### Written instruction
Copy the lines from the one that has "Trace the outline of every instance of the red painted" through the one that has "M94 107L84 97L79", replacing "red painted heart" with "heart-shaped red paint mark" and leaving everything else unchanged.

### Input records
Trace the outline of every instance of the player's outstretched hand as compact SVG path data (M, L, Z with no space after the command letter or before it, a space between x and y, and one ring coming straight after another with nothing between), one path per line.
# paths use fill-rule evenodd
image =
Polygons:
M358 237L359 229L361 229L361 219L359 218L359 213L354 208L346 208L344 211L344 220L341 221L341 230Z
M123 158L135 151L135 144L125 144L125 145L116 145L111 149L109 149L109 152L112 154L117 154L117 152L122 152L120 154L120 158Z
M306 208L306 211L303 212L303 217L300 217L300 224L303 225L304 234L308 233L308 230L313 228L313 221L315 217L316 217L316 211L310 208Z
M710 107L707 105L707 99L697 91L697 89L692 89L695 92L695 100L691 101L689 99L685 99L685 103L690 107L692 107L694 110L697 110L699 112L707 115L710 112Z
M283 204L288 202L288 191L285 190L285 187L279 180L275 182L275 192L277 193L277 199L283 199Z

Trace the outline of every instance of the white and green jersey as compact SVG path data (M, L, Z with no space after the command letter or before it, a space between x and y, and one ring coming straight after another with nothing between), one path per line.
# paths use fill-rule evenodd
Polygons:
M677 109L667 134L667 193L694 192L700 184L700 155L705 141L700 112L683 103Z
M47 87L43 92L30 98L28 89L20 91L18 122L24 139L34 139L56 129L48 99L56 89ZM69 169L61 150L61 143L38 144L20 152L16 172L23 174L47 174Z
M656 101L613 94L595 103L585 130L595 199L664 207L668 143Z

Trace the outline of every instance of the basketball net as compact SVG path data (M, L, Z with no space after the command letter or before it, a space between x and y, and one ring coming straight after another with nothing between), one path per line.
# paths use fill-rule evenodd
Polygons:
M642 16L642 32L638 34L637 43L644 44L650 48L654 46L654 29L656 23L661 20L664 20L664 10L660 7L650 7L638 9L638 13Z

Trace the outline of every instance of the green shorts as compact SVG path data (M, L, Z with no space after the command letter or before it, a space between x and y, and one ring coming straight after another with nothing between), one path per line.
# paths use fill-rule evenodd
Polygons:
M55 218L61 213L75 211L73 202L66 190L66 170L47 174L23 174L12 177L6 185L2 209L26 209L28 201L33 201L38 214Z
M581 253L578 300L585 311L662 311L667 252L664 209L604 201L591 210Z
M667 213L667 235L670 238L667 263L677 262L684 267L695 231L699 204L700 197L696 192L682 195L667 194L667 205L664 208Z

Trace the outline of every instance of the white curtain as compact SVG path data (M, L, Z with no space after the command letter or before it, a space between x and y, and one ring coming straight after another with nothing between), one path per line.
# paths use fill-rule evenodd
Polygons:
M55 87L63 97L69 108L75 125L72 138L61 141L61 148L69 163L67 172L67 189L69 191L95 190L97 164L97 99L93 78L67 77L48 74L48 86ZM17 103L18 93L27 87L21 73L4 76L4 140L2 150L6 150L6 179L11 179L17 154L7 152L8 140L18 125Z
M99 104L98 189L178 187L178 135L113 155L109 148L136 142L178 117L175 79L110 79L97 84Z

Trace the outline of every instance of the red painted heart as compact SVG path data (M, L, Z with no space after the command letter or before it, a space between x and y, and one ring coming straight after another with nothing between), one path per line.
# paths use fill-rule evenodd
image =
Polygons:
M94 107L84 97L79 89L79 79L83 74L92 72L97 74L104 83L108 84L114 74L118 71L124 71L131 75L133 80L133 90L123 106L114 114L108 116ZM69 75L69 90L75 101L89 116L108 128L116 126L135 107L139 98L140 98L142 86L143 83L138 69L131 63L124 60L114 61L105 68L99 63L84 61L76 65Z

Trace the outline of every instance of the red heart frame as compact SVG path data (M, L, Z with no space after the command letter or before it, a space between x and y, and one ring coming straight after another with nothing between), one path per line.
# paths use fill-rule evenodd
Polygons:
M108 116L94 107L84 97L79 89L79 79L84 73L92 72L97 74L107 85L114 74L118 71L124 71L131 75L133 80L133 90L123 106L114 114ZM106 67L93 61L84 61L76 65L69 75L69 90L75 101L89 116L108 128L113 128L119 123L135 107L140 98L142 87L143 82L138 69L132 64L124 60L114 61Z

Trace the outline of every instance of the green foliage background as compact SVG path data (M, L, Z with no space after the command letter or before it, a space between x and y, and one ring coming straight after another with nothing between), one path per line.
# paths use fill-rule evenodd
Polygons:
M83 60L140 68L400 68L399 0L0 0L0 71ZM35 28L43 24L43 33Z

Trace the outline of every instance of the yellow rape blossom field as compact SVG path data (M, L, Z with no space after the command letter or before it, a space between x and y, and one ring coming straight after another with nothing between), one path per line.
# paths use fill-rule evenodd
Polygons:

### Answer in full
Trace the outline of every instance of the heart-shaped red paint mark as compact SVG path data (M, L, Z with no space after the command letter or before it, a space between x and y, and one ring coming straight after another with nothing between), one path per line.
# paths use fill-rule evenodd
image =
Polygons:
M94 107L84 97L79 89L79 79L83 74L92 72L97 74L104 83L108 84L114 74L118 71L124 71L131 75L133 80L133 90L123 106L114 114L108 116ZM69 75L69 90L75 101L89 116L108 128L116 126L135 107L139 98L140 98L142 86L143 83L138 69L131 63L124 60L114 61L105 68L99 63L84 61L76 65Z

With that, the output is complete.